Source data:
☆ ☆ ☆ ☆ ☆ ☆ ☆

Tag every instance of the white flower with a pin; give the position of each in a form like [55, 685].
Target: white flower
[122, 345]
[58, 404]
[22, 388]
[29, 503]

☆ ☆ ☆ ☆ ☆ ☆ ☆

Exercise objective: The data should be written out again in full, exactly as it stands.

Solution to the problem:
Tag every instance of the white flower with a pin; give the position of each in a form like [55, 685].
Target: white flower
[122, 345]
[58, 404]
[22, 388]
[29, 503]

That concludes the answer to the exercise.